> [Available records]:
** Begin **
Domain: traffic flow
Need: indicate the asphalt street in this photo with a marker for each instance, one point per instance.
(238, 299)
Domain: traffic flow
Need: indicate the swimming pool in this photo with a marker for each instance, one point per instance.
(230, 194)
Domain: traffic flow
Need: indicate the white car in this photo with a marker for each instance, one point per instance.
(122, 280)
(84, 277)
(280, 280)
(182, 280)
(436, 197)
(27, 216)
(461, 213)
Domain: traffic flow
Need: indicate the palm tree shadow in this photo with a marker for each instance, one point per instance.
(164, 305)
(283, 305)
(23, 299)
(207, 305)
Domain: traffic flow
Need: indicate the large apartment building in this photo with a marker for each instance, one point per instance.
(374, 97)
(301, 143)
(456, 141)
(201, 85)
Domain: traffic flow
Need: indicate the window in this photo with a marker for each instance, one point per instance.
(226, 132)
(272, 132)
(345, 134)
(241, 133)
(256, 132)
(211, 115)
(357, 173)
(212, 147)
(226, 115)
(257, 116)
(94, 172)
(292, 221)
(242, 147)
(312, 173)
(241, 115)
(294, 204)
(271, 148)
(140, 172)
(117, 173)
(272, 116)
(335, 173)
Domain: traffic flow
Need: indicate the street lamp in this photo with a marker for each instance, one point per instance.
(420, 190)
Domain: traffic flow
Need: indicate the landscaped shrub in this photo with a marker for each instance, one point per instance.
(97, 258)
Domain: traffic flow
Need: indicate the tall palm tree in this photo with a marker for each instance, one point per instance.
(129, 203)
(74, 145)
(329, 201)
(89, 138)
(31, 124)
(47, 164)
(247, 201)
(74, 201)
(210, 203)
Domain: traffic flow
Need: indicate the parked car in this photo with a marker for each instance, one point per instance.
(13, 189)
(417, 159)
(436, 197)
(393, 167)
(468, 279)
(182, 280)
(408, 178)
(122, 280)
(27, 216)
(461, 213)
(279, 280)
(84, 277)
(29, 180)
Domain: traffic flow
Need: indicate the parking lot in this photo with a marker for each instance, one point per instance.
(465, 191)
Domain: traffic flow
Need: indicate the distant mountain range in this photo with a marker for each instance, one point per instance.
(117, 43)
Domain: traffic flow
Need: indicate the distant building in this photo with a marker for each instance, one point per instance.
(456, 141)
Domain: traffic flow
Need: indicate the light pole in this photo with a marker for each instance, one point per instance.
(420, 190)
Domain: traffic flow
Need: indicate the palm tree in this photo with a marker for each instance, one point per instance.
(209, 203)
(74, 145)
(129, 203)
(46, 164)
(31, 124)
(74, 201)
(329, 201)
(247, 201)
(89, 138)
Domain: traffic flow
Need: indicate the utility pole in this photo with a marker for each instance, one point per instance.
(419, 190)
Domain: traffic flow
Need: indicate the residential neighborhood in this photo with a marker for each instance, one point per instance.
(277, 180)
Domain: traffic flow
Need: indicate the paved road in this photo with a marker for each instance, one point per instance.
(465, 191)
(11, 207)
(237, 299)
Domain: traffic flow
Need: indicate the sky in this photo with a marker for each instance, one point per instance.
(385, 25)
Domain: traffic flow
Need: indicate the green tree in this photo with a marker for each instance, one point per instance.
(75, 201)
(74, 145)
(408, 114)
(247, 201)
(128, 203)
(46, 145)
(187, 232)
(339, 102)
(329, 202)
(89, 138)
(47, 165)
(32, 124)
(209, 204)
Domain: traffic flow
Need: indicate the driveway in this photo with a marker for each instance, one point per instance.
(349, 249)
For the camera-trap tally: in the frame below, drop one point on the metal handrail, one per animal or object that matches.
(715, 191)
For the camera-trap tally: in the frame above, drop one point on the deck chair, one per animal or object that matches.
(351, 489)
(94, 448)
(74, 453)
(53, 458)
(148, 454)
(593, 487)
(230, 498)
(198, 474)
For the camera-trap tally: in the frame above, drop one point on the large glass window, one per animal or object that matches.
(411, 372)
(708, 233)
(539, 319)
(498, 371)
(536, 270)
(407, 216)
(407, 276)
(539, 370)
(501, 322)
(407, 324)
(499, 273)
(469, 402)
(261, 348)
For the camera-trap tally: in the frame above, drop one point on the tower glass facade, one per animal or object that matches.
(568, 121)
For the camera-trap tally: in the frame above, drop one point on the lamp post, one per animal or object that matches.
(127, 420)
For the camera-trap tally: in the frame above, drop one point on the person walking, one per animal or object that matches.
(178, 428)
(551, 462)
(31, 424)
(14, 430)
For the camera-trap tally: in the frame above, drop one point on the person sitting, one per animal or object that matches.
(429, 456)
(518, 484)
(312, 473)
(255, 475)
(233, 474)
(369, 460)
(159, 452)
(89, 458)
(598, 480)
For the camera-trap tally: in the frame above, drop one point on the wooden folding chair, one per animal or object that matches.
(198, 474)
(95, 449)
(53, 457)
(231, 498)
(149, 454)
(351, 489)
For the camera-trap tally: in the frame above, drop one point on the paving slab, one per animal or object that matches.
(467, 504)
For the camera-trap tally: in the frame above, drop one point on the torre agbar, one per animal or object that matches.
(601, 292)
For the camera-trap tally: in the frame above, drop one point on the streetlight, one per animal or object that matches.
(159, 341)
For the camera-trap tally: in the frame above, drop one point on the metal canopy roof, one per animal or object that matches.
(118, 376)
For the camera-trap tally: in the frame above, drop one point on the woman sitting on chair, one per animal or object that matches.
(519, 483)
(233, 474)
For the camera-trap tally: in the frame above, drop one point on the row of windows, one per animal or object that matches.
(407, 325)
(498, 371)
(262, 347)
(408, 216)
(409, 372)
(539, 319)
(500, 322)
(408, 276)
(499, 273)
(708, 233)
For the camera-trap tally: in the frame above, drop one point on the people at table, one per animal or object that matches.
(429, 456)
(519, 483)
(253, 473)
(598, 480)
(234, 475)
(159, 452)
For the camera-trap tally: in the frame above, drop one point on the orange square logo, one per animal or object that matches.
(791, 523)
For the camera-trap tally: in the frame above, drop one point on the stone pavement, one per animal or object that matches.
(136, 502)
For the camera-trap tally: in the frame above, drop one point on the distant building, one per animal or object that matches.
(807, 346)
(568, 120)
** End **
> [Exercise objective]:
Copy the items starting at the line that contains "building, one per animal or object that matches." and continuing to the end, swapping "distant" for "far-off" and leaving everything else unchanged.

> [Response to this task]:
For the camera-trap tally: in the frame above, drop one point on the far-off building, one per animal or object that matches.
(807, 346)
(568, 120)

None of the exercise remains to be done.